| Extracted entries |
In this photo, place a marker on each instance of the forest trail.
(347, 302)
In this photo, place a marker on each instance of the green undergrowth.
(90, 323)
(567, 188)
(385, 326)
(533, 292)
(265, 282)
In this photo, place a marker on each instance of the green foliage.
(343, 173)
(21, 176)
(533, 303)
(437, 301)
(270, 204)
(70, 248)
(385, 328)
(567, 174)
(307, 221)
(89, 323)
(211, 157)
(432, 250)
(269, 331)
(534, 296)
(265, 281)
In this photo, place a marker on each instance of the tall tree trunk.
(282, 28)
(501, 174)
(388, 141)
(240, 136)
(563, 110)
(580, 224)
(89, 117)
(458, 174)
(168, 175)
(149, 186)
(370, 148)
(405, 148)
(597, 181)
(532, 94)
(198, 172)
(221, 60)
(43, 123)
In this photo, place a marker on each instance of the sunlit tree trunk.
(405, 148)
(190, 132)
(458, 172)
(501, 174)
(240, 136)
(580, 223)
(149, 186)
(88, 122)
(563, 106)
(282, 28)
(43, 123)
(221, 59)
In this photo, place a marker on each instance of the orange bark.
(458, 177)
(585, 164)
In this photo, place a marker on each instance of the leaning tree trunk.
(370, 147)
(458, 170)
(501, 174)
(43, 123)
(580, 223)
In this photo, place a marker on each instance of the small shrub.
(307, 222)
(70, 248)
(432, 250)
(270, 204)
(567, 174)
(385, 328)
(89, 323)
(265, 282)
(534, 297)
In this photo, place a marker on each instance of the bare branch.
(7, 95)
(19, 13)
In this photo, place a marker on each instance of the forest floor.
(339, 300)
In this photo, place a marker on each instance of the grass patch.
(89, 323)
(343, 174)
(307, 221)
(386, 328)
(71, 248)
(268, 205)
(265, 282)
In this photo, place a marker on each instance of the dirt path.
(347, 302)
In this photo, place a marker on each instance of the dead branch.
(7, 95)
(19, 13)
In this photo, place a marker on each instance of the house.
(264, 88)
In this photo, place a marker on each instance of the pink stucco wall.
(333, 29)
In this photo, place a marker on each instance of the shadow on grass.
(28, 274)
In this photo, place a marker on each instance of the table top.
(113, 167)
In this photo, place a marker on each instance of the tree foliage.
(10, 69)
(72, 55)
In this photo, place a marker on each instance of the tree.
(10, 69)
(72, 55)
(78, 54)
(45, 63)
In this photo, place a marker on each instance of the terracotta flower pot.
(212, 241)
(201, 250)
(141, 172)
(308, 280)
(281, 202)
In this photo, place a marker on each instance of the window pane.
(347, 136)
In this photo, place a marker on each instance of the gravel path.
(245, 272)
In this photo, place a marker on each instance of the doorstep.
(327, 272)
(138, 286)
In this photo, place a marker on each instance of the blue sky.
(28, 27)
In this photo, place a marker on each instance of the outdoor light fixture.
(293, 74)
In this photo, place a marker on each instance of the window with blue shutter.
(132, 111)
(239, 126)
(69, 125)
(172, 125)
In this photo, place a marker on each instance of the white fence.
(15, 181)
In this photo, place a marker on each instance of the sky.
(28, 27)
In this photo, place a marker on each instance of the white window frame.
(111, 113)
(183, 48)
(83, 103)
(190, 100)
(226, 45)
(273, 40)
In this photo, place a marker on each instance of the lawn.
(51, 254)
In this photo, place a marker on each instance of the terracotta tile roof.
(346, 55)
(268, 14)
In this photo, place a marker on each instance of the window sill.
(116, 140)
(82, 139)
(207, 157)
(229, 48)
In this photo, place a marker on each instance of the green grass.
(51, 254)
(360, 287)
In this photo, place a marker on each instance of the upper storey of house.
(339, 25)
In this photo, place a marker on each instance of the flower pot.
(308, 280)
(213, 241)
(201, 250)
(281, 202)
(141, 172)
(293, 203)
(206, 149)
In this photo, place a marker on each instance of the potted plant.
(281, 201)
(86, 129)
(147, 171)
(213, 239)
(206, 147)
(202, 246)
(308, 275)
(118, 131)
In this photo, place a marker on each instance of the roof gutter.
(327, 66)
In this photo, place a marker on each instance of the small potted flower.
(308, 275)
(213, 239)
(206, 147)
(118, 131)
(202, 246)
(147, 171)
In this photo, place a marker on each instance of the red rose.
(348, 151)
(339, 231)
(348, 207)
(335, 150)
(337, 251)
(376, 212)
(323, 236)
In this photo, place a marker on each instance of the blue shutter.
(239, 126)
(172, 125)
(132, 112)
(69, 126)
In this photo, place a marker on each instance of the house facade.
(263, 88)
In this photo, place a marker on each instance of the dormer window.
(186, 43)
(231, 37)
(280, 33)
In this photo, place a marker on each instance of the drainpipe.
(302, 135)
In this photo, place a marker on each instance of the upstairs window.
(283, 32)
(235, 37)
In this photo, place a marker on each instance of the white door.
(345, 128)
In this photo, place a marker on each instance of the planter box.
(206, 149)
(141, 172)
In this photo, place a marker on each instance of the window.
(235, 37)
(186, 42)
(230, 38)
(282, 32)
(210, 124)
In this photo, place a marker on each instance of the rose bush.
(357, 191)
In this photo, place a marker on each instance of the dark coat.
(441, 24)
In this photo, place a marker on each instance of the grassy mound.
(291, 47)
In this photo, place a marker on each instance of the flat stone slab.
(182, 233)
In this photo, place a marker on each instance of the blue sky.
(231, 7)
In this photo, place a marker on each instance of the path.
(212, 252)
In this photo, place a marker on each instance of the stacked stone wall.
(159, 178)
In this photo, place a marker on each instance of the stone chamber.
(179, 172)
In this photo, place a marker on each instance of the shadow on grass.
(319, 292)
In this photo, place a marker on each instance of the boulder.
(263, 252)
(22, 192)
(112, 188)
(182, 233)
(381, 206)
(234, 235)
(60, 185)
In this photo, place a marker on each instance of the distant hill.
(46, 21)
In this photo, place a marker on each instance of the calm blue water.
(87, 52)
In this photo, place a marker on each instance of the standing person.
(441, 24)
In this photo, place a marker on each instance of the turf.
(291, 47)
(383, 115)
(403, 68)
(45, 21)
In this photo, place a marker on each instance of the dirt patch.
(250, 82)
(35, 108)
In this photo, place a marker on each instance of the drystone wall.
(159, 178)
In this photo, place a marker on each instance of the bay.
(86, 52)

| Written problem |
Copy the lines above word for word, from the line containing "the dirt patch." through the last line.

| Result of this task |
In this photo, place a marker on each instance of the dirt patch.
(250, 82)
(35, 108)
In this photo, place a marker on each instance of the drystone wall.
(159, 178)
In this photo, place a marker on each instance of the bay.
(86, 52)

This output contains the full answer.